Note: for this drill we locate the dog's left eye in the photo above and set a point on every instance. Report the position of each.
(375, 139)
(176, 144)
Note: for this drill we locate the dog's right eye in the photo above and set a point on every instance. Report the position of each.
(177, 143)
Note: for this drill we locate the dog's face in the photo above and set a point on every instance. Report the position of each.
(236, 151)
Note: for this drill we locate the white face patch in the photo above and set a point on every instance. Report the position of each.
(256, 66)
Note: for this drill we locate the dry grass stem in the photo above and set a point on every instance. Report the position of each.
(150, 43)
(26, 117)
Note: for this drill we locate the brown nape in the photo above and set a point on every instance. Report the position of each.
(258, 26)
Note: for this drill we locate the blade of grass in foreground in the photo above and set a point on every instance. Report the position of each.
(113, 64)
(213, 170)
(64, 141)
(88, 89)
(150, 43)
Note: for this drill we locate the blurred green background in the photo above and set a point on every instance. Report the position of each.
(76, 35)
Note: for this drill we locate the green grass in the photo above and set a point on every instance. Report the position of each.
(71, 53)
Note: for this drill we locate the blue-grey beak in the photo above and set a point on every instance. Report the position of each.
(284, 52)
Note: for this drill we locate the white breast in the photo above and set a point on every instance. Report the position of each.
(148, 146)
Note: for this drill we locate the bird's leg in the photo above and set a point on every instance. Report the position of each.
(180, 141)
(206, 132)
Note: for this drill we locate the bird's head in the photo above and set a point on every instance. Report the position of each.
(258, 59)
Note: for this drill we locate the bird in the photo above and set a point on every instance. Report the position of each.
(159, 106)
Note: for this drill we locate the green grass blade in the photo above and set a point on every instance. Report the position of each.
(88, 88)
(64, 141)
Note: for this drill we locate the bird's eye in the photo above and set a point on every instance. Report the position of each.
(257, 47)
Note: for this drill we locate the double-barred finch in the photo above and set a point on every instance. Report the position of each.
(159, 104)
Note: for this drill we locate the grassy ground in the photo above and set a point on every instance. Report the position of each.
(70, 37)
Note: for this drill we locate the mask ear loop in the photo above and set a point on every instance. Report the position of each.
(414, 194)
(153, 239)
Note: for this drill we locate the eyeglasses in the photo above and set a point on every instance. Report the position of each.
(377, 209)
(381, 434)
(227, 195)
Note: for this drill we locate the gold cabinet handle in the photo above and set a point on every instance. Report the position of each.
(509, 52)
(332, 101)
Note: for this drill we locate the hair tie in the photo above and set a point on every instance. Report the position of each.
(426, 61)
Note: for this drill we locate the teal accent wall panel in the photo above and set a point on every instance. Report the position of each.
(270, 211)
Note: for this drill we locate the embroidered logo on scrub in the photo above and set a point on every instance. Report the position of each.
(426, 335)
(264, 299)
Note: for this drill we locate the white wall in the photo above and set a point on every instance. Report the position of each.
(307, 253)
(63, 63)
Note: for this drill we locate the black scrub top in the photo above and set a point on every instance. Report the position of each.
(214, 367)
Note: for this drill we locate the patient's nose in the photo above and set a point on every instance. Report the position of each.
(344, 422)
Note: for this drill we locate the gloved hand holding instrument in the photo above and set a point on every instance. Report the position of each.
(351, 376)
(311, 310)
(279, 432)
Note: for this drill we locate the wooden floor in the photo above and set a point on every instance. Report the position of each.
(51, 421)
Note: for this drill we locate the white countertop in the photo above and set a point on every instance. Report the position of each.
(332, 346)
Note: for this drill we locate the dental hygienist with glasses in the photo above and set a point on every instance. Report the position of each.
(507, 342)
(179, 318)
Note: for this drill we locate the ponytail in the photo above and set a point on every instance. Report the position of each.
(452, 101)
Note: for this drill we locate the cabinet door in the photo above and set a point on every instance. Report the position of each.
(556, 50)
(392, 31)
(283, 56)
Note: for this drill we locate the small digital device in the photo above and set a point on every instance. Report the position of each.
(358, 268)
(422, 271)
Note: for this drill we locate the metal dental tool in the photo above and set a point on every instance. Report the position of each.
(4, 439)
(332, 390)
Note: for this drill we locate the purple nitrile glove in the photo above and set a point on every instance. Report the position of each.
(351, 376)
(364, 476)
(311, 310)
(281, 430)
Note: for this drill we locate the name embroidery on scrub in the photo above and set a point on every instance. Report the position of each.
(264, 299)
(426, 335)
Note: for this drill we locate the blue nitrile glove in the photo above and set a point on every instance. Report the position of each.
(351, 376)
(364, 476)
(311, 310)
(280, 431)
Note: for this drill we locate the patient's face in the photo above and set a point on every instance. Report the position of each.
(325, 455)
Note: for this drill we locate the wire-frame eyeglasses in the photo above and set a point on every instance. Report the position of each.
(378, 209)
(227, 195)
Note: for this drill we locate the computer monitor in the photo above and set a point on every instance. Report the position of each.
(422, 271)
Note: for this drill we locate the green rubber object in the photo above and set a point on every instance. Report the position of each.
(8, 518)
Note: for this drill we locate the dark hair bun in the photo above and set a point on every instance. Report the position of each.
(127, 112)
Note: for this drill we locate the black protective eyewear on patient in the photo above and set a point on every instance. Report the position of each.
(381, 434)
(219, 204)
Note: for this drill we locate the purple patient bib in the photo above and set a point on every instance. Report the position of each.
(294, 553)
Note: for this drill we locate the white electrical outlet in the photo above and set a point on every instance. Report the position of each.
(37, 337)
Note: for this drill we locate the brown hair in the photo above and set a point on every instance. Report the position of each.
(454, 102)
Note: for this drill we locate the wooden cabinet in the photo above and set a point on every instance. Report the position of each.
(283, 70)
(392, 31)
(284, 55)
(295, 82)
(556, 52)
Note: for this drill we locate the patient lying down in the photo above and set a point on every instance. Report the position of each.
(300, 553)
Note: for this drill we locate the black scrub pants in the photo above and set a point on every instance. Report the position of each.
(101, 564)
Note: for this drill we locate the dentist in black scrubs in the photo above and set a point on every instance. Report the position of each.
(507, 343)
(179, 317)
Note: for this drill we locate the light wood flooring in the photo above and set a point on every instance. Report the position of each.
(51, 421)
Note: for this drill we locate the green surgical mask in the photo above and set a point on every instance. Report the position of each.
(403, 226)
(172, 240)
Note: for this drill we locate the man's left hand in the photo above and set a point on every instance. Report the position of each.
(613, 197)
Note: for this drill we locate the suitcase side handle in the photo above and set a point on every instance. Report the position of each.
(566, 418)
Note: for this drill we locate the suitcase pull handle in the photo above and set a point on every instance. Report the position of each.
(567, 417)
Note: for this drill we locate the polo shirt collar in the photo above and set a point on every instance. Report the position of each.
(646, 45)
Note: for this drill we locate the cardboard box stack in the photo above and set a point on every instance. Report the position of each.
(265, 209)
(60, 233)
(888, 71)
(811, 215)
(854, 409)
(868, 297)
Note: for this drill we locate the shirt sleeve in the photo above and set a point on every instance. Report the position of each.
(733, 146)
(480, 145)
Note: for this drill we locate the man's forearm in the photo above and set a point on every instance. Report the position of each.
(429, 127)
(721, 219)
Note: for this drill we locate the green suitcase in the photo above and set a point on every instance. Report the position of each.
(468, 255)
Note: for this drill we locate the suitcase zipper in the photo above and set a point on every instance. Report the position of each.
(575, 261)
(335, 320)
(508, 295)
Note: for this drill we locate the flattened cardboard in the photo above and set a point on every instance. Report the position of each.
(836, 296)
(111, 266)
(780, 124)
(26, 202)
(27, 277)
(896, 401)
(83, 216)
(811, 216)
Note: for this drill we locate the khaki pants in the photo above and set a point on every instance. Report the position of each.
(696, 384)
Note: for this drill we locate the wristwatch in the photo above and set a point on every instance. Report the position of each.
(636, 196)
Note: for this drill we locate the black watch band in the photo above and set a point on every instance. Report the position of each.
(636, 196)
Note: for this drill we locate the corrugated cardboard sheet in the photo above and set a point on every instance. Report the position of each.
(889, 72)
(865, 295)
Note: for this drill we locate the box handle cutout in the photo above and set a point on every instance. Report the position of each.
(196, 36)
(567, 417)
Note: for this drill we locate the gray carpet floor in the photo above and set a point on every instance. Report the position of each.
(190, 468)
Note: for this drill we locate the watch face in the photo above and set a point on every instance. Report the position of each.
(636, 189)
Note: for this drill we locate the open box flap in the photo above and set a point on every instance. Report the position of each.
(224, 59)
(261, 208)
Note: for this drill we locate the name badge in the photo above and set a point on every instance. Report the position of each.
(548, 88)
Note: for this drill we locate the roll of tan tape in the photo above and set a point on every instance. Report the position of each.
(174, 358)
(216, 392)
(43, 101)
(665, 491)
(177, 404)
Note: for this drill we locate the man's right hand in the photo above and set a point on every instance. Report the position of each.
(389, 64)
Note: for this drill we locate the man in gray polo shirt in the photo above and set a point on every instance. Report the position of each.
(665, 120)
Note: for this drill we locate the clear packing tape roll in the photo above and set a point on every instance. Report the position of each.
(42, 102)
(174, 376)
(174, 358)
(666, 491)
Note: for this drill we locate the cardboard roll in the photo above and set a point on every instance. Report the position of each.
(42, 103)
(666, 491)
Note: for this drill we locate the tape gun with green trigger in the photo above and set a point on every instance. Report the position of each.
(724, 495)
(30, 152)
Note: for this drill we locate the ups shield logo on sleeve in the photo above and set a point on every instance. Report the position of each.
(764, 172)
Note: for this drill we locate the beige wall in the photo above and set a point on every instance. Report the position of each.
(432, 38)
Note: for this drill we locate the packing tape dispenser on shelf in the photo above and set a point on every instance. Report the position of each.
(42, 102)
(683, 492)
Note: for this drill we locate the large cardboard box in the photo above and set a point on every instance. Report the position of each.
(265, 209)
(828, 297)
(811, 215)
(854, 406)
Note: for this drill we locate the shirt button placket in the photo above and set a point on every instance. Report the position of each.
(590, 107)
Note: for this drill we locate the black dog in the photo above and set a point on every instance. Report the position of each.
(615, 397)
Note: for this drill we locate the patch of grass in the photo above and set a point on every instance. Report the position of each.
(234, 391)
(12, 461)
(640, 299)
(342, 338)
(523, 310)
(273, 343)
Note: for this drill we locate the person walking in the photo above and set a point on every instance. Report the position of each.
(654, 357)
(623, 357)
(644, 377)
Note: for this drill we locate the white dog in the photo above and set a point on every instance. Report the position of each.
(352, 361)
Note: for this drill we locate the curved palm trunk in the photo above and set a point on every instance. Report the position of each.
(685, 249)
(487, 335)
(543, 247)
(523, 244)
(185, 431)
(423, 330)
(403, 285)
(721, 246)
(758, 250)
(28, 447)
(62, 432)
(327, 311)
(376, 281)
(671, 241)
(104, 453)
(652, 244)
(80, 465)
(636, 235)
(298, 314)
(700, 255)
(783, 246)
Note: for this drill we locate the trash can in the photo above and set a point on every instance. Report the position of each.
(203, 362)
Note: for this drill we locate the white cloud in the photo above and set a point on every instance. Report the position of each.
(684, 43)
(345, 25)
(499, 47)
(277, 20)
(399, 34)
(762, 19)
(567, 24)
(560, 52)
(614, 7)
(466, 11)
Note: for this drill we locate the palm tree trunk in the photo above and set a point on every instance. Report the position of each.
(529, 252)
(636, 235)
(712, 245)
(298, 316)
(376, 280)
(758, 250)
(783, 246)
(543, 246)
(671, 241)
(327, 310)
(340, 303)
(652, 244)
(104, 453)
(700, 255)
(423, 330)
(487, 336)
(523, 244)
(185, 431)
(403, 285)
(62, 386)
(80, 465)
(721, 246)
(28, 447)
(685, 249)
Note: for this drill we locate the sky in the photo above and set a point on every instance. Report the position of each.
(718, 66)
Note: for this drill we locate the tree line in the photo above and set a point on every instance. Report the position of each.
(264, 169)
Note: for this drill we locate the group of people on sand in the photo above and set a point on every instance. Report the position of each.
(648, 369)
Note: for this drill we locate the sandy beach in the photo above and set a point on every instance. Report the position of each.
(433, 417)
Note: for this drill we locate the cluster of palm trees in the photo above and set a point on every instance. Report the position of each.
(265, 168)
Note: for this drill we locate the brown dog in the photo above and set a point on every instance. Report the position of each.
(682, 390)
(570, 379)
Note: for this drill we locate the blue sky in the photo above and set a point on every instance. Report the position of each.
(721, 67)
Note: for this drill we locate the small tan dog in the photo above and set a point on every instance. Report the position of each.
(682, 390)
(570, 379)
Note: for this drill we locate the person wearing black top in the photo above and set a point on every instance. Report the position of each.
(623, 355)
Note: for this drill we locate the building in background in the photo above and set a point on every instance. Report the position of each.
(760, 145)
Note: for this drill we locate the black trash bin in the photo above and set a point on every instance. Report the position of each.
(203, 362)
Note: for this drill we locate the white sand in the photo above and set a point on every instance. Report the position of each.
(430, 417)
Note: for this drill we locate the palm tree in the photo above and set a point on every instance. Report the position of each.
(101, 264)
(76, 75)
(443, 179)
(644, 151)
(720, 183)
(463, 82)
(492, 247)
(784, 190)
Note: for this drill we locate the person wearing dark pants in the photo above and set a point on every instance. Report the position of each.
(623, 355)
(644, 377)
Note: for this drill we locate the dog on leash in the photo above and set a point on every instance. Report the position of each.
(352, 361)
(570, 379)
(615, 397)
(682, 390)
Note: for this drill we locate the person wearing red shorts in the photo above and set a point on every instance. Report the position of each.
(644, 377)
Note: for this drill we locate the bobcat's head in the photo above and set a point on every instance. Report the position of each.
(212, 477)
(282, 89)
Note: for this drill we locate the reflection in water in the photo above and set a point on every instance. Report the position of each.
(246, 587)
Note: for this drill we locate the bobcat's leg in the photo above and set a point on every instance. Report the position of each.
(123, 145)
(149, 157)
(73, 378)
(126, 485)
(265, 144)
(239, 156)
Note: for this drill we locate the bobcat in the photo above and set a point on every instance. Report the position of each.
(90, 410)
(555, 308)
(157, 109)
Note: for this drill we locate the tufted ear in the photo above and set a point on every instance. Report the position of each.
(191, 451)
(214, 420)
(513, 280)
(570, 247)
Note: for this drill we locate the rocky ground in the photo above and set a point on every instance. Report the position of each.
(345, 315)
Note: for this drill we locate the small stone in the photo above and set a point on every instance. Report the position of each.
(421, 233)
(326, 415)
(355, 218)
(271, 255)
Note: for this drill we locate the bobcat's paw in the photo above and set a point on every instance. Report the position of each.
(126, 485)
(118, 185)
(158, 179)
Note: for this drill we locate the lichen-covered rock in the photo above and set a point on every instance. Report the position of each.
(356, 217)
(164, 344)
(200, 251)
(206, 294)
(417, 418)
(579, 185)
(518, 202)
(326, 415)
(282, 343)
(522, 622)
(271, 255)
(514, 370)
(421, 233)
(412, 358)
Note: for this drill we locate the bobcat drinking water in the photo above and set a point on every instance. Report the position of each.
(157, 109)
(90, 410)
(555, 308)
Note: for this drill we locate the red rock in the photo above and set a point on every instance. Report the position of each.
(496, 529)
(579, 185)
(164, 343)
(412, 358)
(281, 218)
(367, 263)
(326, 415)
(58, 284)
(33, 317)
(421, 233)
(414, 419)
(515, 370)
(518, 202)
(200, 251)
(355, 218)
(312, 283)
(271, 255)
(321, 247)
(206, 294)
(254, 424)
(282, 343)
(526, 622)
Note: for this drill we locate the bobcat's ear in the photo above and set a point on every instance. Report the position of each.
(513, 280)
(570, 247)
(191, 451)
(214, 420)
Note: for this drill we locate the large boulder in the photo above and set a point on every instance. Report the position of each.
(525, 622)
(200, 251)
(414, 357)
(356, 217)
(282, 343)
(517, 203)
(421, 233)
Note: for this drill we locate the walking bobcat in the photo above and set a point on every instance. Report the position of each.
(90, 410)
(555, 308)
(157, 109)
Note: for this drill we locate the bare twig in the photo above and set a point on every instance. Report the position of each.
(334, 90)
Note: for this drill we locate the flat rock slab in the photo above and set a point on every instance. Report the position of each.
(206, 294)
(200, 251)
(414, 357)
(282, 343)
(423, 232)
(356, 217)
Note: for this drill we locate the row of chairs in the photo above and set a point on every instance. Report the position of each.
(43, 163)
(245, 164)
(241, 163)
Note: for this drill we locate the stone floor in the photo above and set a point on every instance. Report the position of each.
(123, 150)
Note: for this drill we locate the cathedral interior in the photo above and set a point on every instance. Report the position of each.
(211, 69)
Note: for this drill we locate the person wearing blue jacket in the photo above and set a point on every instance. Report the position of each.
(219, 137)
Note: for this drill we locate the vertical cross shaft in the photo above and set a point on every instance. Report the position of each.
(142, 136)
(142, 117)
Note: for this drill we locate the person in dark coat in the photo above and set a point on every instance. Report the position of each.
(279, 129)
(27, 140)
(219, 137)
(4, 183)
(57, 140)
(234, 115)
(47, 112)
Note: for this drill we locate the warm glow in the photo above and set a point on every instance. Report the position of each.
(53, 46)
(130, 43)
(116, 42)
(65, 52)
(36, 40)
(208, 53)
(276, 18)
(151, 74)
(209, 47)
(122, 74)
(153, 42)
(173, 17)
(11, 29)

* Problem requirements
Everything from the line containing "Note: for this drill we locate the stone" to the last line of the entries above should be quoted exactly, and only that.

* Solution for this task
Note: for this drill we locate the stone floor in the photo above and set a point on every instance. Report the position of each.
(123, 150)
Note: for this drill we locate the cathedral interior in the photo above and set a point on every instance. Report the position of each.
(211, 69)
Note: for this drill we locate the person wearing blue jacket in the photo above and set a point on every instance. Report the position of each.
(219, 137)
Note: for this drill we locate the vertical cross shaft in the photo above and set a point on every instance. Report the position of each.
(142, 136)
(142, 117)
Note: for this drill we locate the person in dark coat in the photo above and set a point on every instance. Report the position of each.
(279, 129)
(27, 140)
(219, 137)
(4, 183)
(57, 140)
(234, 115)
(47, 112)
Note: for this drill we locate the warm glow in the photo above and set a point on every instance. Report the position of each.
(53, 46)
(130, 43)
(116, 42)
(65, 52)
(36, 40)
(208, 53)
(276, 18)
(151, 74)
(209, 47)
(122, 74)
(153, 42)
(173, 17)
(11, 29)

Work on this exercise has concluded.